→ **TASK**: Reproduce the passage of the article on childbirth-related post-traumatic stress disorder starting at "Signs and symptoms" and ending at "and sleep disturbances.", changing "nightmares" to "bad dreams".
━━━ STUDY TEXT ━━━
Childbirth-related post-traumatic stress disorder is a psychological disorder that can develop in women who have recently given birth. This disorder can also affect men or partners who have observed a difficult birth. Its symptoms are not distinct from post-traumatic stress disorder (PTSD).

Signs and symptoms
Examples of symptoms of childbirth-related post-traumatic stress disorder include intrusive symptoms such as flashbacks and nightmares, as well as symptoms of avoidance (including amnesia for the whole or parts of the event), problems in developing a mother-child attachment, not having sexual intercourse in order to prevent another pregnancy, and avoidance of birth- and pregnancy-related issues.  Symptoms of increasing stress can be sweating, trembling, being irritated, and sleep disturbances.

Other examples of symptoms of paternal childbirth-related post-traumatic stress disorder include anxiety or intense fear of losing their birthgiving partner or the child. This can lead to difficulties in the father-child connection.

Cause
Birth can be traumatic in different ways. Medical problems can result in interventions that can be frightening. The near death of a mother or baby, heavy bleeding, and emergency operations are examples of situations that can cause psychological trauma. Premature birth may be traumatic.
Emotional difficulties in coping with the pain of childbirth can also cause psychological trauma. Lack of support, or insufficient coping strategies to deal with the pain are examples of situations that can cause psychological trauma. However, even normal birth can be traumatic, and thus PTSD is diagnosed based on symptoms of the mother and not whether or not there were complications.
Additionally, in the process of birth, medical professionals who are there to aid the birthing mother may need to examine and perform procedures in the genital regions.

The following are correlated with PTSD: 
 Medical complications before, during, or after childbirth:
Pregnancy complications
 Emergency C-section
 Instrumental delivery
 Episiotomy
 Severe pain during birth
 Postpartum complications
 Preterm labour
 History of infertility
 Inadequate care during labour
 Social, psychological, and other factors:
 Unwanted pregnancy
 Low socioeconomic status
 Primiparous (first labour)
━━━ ENTRIES SHOWN ━━━
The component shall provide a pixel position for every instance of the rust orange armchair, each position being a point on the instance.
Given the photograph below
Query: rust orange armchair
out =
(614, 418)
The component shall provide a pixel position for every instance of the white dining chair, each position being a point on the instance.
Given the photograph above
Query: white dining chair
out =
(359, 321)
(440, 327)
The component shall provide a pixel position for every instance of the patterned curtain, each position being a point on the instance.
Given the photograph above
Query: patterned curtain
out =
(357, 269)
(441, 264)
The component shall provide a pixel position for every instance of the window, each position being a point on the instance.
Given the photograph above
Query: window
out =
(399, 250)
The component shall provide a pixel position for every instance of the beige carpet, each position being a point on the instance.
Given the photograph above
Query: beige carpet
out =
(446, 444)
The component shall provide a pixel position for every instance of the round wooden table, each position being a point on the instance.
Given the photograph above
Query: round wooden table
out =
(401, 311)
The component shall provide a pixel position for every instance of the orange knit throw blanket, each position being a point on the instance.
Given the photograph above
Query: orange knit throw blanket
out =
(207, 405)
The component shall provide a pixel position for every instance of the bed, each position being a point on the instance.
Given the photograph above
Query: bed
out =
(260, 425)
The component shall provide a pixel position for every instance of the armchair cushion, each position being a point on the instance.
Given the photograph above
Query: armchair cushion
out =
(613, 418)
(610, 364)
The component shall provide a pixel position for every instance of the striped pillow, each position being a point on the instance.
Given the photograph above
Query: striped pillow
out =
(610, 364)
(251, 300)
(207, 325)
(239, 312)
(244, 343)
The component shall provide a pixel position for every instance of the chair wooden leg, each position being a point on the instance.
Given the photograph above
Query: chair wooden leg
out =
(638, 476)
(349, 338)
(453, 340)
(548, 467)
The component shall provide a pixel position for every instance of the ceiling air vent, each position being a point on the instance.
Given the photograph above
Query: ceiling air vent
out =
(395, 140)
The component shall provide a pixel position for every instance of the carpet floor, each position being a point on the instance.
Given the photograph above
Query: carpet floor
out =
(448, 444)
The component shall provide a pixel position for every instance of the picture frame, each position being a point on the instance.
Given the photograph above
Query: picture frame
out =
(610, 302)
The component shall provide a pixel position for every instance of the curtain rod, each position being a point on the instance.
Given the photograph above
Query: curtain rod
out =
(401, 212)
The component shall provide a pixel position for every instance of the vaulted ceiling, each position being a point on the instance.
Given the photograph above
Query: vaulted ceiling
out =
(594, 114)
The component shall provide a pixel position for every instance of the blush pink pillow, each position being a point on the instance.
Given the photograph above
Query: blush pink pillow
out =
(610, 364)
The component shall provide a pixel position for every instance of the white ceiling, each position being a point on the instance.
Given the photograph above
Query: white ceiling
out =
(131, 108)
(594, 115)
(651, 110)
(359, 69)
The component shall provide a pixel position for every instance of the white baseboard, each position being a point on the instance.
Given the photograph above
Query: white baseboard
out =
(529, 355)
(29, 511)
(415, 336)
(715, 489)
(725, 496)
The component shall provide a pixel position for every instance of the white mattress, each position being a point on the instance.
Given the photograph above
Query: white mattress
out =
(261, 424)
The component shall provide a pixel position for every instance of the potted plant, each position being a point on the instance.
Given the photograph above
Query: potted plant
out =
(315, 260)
━━━
→ **ANSWER BOX**:
Signs and symptoms
Examples of symptoms of childbirth-related post-traumatic stress disorder include intrusive symptoms such as flashbacks and bad dreams, as well as symptoms of avoidance (including amnesia for the whole or parts of the event), problems in developing a mother-child attachment, not having sexual intercourse in order to prevent another pregnancy, and avoidance of birth- and pregnancy-related issues.  Symptoms of increasing stress can be sweating, trembling, being irritated, and sleep disturbances.